== Input for this task ==
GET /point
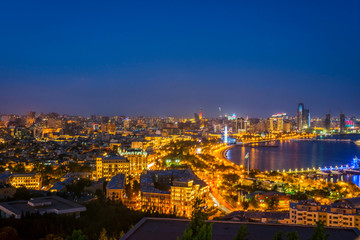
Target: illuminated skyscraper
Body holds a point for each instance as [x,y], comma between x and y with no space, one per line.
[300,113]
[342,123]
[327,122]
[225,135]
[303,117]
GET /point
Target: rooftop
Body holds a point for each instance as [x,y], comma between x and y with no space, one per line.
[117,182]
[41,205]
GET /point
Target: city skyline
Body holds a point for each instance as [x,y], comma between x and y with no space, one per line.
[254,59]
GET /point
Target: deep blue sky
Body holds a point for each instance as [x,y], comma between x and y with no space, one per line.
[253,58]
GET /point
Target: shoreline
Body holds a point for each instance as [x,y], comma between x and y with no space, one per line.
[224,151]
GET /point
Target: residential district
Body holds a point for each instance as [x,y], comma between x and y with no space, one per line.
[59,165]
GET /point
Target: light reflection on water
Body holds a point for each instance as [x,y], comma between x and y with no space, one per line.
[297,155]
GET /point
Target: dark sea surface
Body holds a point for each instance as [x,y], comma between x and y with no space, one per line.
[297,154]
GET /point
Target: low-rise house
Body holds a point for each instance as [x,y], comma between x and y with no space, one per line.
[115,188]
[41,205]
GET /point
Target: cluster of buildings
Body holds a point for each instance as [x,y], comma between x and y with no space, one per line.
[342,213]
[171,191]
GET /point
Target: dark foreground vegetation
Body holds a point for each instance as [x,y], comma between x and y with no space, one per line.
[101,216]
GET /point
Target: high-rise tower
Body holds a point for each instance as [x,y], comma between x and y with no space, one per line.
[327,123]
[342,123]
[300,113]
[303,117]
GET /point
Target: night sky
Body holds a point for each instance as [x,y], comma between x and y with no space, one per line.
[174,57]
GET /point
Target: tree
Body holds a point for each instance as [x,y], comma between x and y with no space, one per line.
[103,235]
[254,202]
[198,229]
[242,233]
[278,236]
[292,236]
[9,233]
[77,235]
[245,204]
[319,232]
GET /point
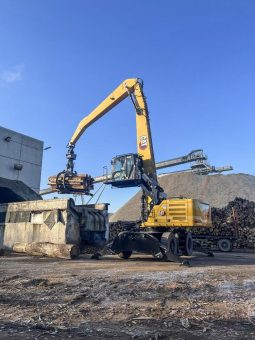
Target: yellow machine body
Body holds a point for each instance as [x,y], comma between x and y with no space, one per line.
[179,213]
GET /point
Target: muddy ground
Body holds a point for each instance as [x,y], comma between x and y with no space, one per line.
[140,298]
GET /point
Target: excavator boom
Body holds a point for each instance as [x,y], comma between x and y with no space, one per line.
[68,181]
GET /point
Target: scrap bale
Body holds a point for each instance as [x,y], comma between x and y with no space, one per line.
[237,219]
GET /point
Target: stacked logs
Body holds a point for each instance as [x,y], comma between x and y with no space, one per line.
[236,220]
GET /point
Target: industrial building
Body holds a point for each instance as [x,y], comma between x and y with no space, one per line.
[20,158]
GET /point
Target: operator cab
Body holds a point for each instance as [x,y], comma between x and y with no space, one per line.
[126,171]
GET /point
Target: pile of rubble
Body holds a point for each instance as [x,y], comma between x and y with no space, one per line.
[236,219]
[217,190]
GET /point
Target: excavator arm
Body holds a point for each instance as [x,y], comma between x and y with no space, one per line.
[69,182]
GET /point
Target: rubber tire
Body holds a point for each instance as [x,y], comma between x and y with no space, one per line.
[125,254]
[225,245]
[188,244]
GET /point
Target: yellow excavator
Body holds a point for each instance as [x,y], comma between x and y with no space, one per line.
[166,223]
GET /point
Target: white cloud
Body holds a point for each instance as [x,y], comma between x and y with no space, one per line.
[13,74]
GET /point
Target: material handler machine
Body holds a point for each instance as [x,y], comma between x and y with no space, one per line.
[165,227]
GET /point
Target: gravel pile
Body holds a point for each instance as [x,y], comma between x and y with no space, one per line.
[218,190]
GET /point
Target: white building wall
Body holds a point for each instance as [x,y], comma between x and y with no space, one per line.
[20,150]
===
== Input for this task ==
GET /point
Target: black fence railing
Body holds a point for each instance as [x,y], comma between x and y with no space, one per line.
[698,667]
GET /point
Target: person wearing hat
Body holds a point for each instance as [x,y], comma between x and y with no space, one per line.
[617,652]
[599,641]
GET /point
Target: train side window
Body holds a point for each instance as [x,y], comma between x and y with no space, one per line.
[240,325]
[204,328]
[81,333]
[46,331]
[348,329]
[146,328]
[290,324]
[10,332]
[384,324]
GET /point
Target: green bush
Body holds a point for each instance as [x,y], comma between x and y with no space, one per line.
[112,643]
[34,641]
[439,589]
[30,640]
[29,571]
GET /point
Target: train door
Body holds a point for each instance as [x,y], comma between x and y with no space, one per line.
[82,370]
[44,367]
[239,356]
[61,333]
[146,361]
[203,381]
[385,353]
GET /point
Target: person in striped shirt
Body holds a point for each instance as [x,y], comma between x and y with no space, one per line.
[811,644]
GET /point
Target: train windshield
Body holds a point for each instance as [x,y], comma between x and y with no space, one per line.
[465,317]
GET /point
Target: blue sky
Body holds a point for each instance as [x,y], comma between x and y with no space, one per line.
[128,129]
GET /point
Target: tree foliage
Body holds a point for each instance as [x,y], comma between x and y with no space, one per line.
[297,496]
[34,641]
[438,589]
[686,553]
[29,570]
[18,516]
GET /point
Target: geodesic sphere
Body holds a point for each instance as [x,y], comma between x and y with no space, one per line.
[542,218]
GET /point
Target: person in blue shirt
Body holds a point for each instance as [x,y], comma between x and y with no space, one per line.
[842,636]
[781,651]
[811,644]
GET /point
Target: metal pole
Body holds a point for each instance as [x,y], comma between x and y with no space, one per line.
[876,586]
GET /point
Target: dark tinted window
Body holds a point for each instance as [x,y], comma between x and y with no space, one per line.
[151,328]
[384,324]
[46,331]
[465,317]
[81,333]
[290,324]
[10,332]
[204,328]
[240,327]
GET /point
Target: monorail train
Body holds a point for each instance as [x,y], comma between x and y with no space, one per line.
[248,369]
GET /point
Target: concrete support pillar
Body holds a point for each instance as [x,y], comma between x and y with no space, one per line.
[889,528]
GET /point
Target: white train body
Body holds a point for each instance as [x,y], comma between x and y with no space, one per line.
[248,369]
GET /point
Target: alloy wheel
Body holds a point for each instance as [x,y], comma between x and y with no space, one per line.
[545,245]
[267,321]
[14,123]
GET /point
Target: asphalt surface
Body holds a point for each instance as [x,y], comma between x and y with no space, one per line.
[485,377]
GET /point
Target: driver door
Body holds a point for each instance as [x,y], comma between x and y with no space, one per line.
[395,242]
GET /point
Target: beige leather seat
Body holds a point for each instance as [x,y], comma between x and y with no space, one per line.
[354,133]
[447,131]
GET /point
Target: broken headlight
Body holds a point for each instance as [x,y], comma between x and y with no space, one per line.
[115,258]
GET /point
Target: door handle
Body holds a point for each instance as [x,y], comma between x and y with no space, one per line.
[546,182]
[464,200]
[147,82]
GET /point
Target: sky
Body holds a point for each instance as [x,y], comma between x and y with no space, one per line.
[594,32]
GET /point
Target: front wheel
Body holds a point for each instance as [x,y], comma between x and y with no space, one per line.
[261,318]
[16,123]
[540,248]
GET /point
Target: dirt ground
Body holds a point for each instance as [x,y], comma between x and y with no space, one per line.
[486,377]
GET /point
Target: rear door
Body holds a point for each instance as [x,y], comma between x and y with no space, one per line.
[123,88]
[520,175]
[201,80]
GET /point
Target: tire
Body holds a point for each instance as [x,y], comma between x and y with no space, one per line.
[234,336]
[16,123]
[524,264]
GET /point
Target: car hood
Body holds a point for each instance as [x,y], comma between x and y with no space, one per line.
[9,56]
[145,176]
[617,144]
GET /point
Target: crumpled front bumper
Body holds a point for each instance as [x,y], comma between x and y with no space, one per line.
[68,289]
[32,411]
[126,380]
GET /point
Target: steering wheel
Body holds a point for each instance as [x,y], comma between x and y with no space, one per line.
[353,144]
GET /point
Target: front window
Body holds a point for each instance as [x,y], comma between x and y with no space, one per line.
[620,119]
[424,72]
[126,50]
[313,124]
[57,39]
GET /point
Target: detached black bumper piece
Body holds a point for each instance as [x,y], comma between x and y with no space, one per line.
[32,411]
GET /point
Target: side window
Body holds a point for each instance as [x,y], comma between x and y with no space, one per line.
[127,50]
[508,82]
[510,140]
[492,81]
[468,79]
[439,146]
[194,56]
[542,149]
===
**Required task**
Which rows above contain the string "door"? Gather every one of them and copy each in full.

**Finished exercise**
Target: train door
Target: driver door
Target: door handle
Target: rear door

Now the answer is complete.